Can you find every line in the records below that contains the word "sheet"? Copy each of those lines in full, and treat uppercase and lowercase as different.

________________________________________

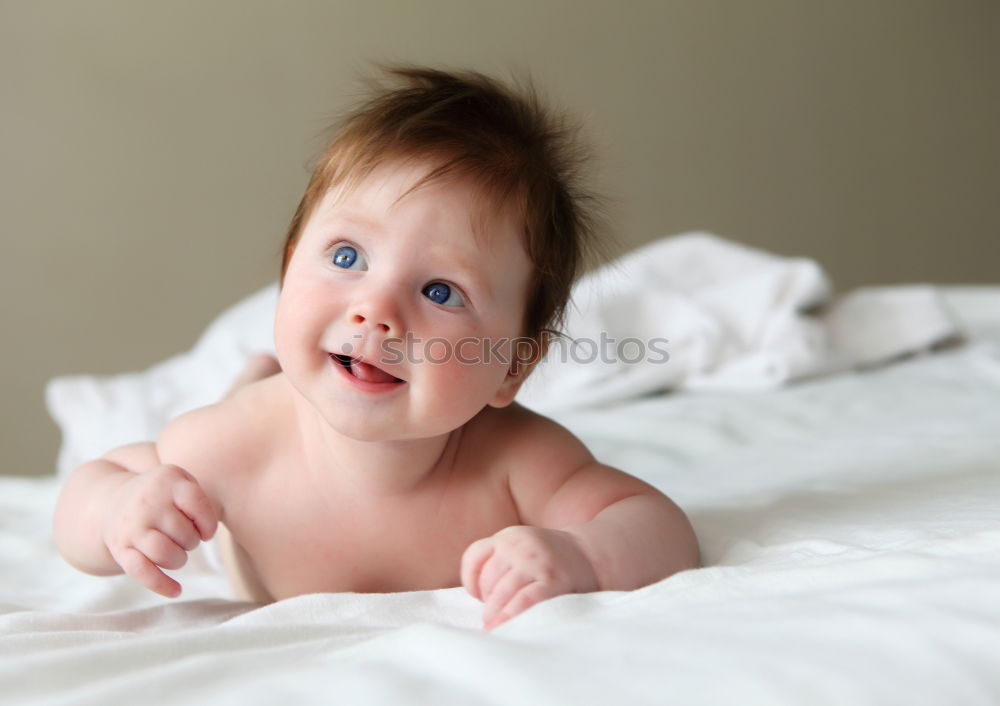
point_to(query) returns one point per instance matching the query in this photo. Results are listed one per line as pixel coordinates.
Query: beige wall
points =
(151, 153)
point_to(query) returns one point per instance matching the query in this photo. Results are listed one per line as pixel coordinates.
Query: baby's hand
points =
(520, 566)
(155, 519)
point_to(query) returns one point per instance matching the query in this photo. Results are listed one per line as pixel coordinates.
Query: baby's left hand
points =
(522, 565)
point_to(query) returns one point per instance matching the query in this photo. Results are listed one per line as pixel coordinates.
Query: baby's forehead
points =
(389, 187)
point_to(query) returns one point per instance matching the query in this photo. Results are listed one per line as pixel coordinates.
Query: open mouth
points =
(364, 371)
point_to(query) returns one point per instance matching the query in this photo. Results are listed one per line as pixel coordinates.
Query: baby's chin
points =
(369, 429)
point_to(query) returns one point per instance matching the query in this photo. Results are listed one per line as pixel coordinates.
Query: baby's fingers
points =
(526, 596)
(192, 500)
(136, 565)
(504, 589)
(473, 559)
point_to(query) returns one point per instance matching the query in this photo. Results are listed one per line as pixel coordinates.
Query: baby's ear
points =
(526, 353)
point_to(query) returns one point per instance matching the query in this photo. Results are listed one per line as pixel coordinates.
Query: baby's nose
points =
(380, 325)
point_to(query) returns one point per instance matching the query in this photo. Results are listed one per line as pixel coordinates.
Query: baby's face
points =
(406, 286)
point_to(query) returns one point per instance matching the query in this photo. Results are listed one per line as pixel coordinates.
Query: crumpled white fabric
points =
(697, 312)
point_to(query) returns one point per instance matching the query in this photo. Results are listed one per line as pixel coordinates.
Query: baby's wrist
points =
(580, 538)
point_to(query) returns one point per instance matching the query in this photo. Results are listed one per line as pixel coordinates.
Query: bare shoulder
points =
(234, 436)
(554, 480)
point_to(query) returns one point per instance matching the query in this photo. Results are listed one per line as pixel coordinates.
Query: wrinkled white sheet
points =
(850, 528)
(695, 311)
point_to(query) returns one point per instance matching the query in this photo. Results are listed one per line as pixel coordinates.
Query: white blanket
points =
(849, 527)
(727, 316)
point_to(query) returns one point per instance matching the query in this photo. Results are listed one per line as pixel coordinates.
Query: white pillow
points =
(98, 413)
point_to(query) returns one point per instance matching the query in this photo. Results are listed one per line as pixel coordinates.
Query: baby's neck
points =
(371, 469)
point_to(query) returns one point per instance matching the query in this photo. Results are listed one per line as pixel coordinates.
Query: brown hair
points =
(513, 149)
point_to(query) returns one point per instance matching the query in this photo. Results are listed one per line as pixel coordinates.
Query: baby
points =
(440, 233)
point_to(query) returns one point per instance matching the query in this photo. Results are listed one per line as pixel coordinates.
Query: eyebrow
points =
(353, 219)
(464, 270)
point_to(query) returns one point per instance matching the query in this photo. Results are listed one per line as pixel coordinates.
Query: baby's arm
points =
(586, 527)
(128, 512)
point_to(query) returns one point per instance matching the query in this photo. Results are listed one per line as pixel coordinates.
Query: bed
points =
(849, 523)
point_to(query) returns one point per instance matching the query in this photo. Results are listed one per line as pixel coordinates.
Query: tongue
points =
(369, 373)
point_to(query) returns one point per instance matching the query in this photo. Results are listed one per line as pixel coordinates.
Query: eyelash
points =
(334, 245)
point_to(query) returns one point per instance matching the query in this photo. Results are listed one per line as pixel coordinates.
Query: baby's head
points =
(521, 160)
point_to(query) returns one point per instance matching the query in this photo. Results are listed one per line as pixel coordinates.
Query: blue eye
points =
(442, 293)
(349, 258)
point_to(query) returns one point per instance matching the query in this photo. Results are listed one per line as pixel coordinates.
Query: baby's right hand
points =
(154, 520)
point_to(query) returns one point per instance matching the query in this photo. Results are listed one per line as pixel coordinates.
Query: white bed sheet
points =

________________________________________

Completed exercise
Query: wrinkled white sheet
Query: white bed sheet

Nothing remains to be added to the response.